> **Entries from a point annotation set**

____________

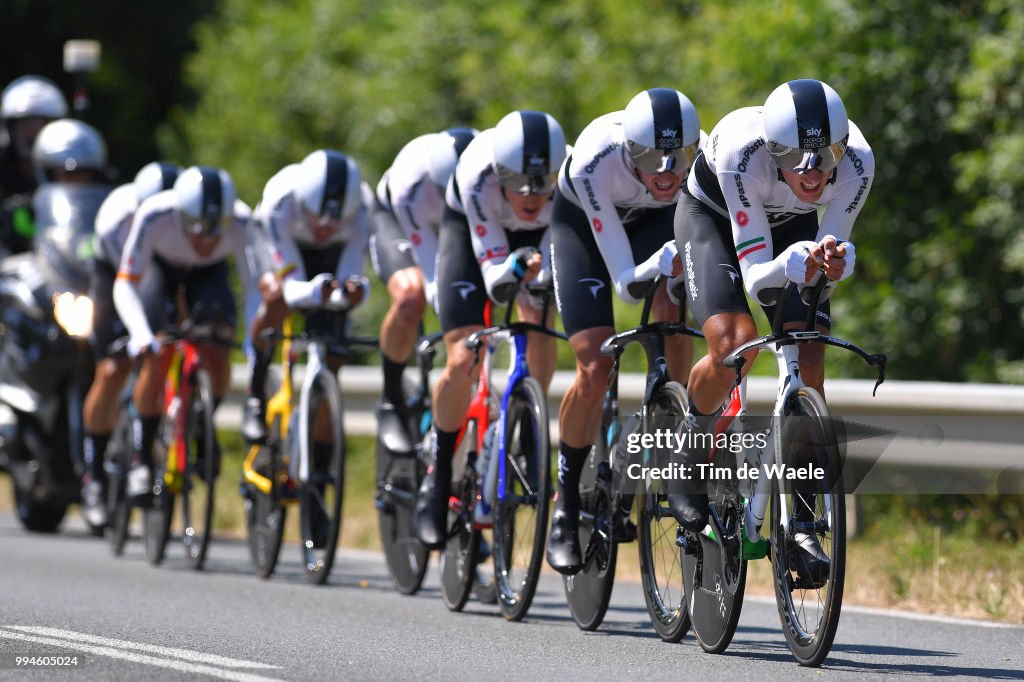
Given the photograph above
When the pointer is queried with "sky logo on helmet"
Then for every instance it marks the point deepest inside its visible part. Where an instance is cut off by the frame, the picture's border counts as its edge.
(669, 139)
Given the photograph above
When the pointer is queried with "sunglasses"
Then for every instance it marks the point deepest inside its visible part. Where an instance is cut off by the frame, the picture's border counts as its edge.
(804, 161)
(652, 161)
(524, 184)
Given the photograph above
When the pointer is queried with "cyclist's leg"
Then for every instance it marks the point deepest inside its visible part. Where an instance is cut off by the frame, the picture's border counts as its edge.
(805, 550)
(715, 294)
(100, 407)
(395, 264)
(159, 293)
(647, 235)
(540, 347)
(461, 300)
(584, 295)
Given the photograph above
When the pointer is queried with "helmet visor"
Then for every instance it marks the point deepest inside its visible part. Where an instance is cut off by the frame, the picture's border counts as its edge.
(652, 161)
(524, 184)
(804, 161)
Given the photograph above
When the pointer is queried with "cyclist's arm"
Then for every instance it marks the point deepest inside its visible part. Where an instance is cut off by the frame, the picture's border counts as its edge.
(136, 257)
(422, 237)
(609, 233)
(752, 237)
(491, 244)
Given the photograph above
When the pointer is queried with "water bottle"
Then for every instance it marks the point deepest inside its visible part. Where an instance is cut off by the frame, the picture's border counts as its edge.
(486, 469)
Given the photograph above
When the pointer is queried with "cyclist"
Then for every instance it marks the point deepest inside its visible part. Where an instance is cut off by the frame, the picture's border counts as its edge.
(749, 220)
(100, 408)
(407, 217)
(309, 249)
(499, 208)
(180, 240)
(27, 104)
(611, 228)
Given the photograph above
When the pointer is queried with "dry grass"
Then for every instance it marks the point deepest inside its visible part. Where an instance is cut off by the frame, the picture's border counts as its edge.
(916, 568)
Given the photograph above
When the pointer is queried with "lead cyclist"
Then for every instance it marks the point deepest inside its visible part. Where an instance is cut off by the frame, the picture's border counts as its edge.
(748, 223)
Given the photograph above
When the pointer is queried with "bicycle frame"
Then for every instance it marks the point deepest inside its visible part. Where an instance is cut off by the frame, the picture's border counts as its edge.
(514, 333)
(177, 388)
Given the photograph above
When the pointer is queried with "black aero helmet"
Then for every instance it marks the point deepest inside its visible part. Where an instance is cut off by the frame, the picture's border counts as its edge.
(206, 199)
(806, 126)
(528, 147)
(328, 185)
(662, 131)
(445, 151)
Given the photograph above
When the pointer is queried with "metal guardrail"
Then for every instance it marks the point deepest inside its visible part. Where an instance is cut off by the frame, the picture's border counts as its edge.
(941, 425)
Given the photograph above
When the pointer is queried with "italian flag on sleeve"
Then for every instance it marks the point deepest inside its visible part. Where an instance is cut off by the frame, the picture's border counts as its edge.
(750, 246)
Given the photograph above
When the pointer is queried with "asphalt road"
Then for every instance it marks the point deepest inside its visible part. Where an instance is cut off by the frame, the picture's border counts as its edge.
(66, 596)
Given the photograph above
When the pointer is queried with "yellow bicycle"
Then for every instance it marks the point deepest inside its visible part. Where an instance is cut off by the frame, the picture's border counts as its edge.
(289, 468)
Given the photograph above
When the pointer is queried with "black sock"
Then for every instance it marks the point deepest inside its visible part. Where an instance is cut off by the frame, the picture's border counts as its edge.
(93, 450)
(392, 381)
(444, 442)
(570, 461)
(261, 363)
(144, 431)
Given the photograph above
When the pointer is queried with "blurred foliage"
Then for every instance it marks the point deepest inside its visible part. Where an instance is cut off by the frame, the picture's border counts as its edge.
(935, 87)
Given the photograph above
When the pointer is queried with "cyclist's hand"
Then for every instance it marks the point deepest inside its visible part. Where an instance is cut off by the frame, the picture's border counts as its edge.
(269, 288)
(839, 258)
(532, 267)
(353, 291)
(525, 263)
(803, 260)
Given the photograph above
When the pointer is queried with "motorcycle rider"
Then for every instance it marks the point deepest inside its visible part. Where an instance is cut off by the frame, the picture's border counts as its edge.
(27, 104)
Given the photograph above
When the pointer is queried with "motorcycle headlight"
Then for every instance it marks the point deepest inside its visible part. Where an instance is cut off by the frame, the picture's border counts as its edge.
(74, 313)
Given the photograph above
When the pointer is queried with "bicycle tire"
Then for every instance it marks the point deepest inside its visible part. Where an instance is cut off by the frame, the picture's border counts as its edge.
(589, 592)
(459, 557)
(398, 480)
(527, 466)
(660, 555)
(157, 518)
(198, 491)
(810, 646)
(119, 457)
(321, 496)
(265, 514)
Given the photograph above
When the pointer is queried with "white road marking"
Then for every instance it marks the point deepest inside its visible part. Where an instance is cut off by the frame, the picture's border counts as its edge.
(193, 662)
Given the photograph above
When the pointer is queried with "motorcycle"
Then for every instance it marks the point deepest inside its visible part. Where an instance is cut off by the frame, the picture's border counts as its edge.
(46, 365)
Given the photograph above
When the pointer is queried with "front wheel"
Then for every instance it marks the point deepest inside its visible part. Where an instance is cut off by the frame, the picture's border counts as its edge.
(660, 554)
(521, 507)
(201, 470)
(119, 462)
(459, 557)
(809, 595)
(397, 482)
(321, 495)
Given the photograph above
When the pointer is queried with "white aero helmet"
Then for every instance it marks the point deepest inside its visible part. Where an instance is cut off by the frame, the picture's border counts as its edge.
(328, 185)
(68, 144)
(206, 199)
(32, 95)
(444, 153)
(528, 148)
(662, 131)
(153, 177)
(806, 127)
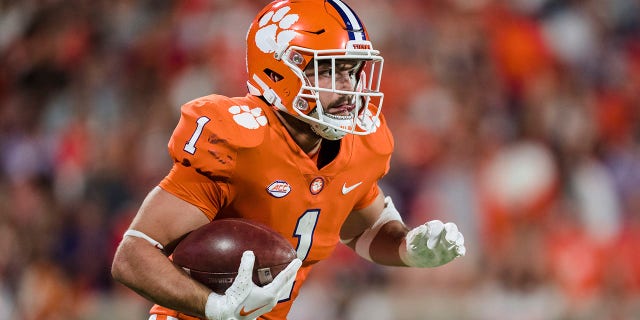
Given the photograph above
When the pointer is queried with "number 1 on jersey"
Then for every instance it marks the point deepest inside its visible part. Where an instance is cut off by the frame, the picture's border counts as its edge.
(190, 146)
(305, 228)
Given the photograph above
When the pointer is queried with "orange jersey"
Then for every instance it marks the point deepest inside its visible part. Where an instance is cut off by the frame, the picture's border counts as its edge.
(234, 158)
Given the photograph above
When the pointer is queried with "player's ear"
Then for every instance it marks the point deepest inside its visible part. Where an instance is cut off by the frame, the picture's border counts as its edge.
(274, 76)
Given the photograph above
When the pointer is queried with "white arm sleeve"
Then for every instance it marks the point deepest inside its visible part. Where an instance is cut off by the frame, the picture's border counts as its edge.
(389, 213)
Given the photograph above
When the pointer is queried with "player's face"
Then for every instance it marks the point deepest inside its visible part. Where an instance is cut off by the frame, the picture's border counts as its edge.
(346, 77)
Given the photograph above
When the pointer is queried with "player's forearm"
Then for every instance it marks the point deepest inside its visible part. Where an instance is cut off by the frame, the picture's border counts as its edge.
(385, 246)
(147, 271)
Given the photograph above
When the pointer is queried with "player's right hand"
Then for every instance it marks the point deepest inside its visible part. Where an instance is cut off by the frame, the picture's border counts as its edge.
(244, 299)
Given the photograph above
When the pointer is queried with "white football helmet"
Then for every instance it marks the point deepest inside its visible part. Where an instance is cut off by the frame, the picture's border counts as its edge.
(288, 37)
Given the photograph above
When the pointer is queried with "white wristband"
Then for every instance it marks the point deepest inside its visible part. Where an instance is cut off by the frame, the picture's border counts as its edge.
(389, 213)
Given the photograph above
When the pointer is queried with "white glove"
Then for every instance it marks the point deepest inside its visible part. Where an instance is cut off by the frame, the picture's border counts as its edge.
(244, 299)
(432, 244)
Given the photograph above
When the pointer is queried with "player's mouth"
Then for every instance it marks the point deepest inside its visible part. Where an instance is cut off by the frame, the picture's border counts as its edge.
(341, 110)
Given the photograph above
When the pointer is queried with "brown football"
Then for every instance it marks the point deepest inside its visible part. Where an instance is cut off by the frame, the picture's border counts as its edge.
(211, 254)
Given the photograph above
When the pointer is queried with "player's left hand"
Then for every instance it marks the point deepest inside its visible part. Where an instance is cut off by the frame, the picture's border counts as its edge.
(432, 244)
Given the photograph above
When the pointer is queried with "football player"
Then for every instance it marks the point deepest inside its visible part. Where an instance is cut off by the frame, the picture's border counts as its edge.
(302, 152)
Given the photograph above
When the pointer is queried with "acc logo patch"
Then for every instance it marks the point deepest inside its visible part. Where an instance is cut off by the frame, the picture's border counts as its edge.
(279, 188)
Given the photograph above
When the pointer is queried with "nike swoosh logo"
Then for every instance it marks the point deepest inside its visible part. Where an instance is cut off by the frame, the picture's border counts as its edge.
(244, 313)
(346, 189)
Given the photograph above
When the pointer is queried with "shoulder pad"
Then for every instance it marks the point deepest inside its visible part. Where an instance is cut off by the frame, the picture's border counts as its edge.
(380, 141)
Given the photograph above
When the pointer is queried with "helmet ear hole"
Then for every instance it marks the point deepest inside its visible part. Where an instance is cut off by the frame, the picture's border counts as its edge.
(274, 76)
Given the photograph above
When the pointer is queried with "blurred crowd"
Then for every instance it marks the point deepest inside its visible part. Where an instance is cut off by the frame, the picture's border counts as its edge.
(517, 119)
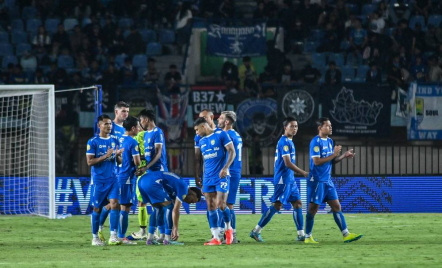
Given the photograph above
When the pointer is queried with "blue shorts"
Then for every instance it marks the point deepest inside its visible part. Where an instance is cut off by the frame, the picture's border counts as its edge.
(320, 192)
(286, 193)
(127, 194)
(103, 192)
(216, 185)
(152, 192)
(233, 188)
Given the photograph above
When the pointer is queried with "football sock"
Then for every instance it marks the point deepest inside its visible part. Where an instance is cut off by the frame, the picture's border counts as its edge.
(103, 217)
(266, 217)
(124, 222)
(298, 219)
(309, 221)
(113, 221)
(95, 220)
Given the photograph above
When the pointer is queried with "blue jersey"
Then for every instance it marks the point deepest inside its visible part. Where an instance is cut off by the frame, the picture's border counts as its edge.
(155, 136)
(98, 146)
(236, 166)
(214, 153)
(173, 185)
(128, 167)
(321, 148)
(283, 174)
(117, 130)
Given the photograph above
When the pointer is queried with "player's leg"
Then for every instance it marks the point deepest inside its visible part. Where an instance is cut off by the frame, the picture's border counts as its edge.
(335, 205)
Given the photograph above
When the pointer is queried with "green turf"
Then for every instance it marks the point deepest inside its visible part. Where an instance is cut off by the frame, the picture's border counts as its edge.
(390, 240)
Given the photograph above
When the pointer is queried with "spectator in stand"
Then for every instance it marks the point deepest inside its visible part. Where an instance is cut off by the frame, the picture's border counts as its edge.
(434, 71)
(28, 62)
(374, 75)
(183, 26)
(310, 75)
(226, 9)
(128, 72)
(419, 71)
(134, 42)
(39, 77)
(248, 77)
(61, 37)
(42, 41)
(287, 76)
(172, 79)
(333, 75)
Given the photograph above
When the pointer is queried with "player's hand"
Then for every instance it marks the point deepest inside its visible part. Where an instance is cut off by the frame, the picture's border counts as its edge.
(223, 173)
(175, 235)
(349, 154)
(199, 182)
(338, 150)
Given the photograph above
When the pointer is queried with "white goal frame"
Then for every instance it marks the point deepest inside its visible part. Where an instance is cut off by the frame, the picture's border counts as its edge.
(20, 90)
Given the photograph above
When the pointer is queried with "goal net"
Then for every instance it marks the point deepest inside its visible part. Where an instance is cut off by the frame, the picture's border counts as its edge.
(27, 150)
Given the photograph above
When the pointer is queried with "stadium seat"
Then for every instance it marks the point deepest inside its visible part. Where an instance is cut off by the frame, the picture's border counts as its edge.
(416, 19)
(19, 37)
(29, 12)
(148, 36)
(65, 62)
(139, 61)
(22, 48)
(6, 50)
(9, 59)
(368, 9)
(17, 25)
(167, 36)
(310, 47)
(434, 20)
(338, 58)
(32, 25)
(51, 25)
(348, 73)
(362, 71)
(125, 23)
(154, 49)
(319, 59)
(4, 38)
(69, 24)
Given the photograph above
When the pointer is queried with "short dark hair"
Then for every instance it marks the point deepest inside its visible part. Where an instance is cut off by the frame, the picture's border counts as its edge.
(200, 121)
(121, 104)
(320, 122)
(102, 117)
(130, 122)
(147, 113)
(289, 119)
(197, 191)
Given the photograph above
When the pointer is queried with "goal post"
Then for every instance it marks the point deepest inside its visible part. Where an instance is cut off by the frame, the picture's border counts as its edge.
(27, 150)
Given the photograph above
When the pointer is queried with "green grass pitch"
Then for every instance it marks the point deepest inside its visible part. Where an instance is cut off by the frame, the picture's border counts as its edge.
(390, 240)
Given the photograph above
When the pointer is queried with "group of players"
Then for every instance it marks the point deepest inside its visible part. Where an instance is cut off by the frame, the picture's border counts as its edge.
(129, 163)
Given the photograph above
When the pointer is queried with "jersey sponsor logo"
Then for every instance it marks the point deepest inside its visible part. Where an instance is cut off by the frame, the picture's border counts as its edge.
(212, 155)
(298, 103)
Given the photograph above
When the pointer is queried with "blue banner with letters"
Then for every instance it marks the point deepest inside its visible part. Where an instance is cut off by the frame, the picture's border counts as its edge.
(425, 118)
(234, 42)
(356, 194)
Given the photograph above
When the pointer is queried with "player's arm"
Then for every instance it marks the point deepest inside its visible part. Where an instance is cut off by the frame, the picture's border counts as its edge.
(176, 219)
(232, 154)
(288, 163)
(198, 181)
(92, 160)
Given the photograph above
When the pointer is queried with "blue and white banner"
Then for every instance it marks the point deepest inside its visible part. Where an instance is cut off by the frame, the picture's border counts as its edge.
(425, 118)
(234, 42)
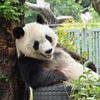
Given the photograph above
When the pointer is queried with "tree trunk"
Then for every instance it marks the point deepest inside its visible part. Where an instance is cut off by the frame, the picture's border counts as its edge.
(96, 5)
(11, 85)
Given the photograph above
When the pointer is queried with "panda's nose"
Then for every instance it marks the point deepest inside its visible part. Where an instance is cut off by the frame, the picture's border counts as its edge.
(48, 51)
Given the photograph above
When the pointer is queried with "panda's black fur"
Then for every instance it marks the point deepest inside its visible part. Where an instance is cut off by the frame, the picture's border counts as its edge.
(39, 73)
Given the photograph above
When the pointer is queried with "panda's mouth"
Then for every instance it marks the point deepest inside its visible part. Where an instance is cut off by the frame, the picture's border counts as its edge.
(48, 56)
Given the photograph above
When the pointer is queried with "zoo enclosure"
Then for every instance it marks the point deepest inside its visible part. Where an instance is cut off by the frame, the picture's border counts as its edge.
(89, 41)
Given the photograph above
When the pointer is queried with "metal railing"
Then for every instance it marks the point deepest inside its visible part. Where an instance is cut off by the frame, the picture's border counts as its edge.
(89, 41)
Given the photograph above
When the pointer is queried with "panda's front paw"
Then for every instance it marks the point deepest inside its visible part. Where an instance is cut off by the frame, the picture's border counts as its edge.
(55, 77)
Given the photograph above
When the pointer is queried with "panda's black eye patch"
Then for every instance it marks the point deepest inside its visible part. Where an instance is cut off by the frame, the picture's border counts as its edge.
(36, 45)
(48, 38)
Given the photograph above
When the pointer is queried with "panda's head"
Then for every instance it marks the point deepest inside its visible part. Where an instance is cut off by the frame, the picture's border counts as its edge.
(35, 40)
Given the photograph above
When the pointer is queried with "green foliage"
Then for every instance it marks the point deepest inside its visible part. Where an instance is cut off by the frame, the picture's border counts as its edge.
(65, 8)
(9, 9)
(62, 8)
(64, 40)
(85, 87)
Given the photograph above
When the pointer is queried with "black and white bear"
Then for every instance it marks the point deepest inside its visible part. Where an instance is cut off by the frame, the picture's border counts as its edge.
(42, 62)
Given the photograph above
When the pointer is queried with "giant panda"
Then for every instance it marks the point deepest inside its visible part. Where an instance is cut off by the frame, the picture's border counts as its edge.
(41, 60)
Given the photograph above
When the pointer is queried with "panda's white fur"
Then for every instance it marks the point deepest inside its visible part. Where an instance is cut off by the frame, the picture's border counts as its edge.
(39, 68)
(32, 33)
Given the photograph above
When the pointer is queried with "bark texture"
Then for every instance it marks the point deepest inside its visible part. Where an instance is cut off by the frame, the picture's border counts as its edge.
(11, 85)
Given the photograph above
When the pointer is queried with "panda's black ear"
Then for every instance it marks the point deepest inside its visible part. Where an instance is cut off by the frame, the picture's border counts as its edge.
(18, 32)
(40, 19)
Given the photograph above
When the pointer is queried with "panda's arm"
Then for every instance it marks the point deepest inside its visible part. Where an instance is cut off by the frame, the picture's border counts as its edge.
(46, 78)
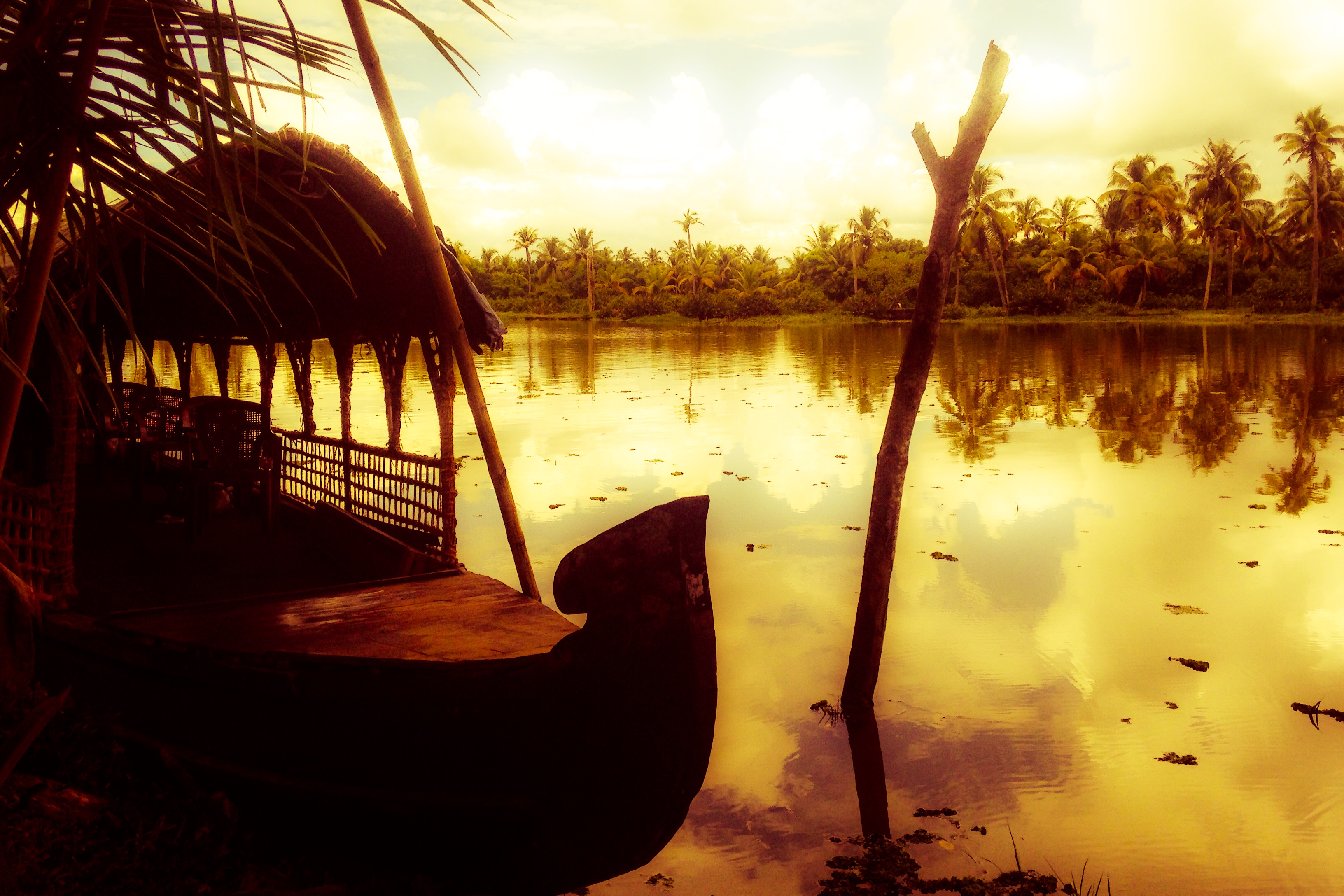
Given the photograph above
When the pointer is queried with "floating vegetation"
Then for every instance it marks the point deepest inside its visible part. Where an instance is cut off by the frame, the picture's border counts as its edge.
(1176, 759)
(830, 715)
(886, 867)
(1315, 712)
(1176, 609)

____________

> **Description of the task**
Extract every line of the listing above that contains the string "jersey", treating uppercase and lowercase as different.

> **Finished answer**
When the pointer is queried with "number 1 on jersey"
When the pointer is queried with "orange jersey"
When the pointer is queried with "blue jersey"
When the pointer is queried with "jersey sponsor logo"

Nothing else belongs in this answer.